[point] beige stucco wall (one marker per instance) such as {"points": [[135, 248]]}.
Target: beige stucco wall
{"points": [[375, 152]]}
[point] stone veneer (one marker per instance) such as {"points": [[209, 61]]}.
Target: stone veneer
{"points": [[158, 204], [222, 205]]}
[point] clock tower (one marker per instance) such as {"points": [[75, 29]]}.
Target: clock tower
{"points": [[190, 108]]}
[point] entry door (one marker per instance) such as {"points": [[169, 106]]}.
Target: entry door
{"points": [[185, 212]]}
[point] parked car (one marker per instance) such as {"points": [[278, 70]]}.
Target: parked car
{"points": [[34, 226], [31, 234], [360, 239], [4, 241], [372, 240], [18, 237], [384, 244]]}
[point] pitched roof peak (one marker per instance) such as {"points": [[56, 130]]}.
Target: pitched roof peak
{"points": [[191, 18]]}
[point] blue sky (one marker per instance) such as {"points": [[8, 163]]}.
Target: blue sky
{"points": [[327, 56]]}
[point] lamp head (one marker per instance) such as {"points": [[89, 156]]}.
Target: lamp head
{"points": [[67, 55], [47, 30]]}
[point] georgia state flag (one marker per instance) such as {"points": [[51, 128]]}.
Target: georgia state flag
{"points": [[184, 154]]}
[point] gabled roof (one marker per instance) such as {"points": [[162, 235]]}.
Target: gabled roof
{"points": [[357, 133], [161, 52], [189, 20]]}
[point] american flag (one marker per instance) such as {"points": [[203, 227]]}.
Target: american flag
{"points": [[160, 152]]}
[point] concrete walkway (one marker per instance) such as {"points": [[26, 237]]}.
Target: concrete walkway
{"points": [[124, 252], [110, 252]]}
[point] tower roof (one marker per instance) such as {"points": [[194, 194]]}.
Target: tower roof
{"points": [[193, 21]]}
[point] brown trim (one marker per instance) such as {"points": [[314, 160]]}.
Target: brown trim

----------

▶ [ACTIVITY]
Only the lines from the one that contains "Target: pitched roof peak" to the end of the data should be output, exactly as they appear.

▶ [RESPONSE BELOW]
Target: pitched roof peak
{"points": [[191, 18]]}
[point] blue sky (one marker per instance) such as {"points": [[8, 163]]}.
Target: blue sky
{"points": [[327, 56]]}
[point] lamp head (one marker per instance) such as {"points": [[89, 156]]}.
Target: lamp head
{"points": [[67, 55], [47, 30]]}
[point] georgia state flag (one marker per instance) such as {"points": [[51, 128]]}.
Target: georgia state flag
{"points": [[184, 154]]}
[point] gabled roof (one marker per instance) such as {"points": [[162, 235]]}.
Target: gabled roof
{"points": [[357, 133], [161, 52], [189, 20]]}
[point] american flag (one marker per instance) such as {"points": [[203, 227]]}.
Target: american flag
{"points": [[160, 152]]}
[point] concrete walkway (one marker per instance) such as {"points": [[26, 237]]}.
Target: concrete walkway
{"points": [[124, 252], [110, 252]]}
[point] tower roof (one marker per instance) such as {"points": [[194, 194]]}.
Target: tower roof
{"points": [[193, 21]]}
[point] brown trim (one marker per instance) such as {"points": [[314, 160]]}.
Target: brown trim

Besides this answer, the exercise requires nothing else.